* **RECORDS**:
====

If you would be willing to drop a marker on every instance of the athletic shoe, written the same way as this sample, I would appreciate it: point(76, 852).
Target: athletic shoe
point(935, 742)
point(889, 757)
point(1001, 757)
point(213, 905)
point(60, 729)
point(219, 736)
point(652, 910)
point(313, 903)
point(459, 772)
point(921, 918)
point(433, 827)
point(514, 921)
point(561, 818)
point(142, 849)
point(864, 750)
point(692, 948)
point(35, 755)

====

* **AIM**:
Rescale the listing above by reproducing all of its lines, requests included. Multiply every point coordinate in the answers by 2.1 and round to the nearest whole number, with halves rounded up. Leave the numbers in the requests and their format samples unchanged.

* **ANSWER TO THE TASK**:
If you would be willing to drop a marker on every instance of the athletic shoe, written the same way as this sample, I would appreciate it: point(76, 852).
Target: athletic shoe
point(1964, 1558)
point(1867, 1590)
point(2102, 1590)
point(447, 1901)
point(126, 1531)
point(460, 1546)
point(1369, 1911)
point(657, 1896)
point(964, 1621)
point(1934, 1928)
point(909, 1737)
point(1079, 1934)
point(1178, 1718)
point(298, 1783)
point(1814, 1575)
point(1453, 1991)
point(74, 1586)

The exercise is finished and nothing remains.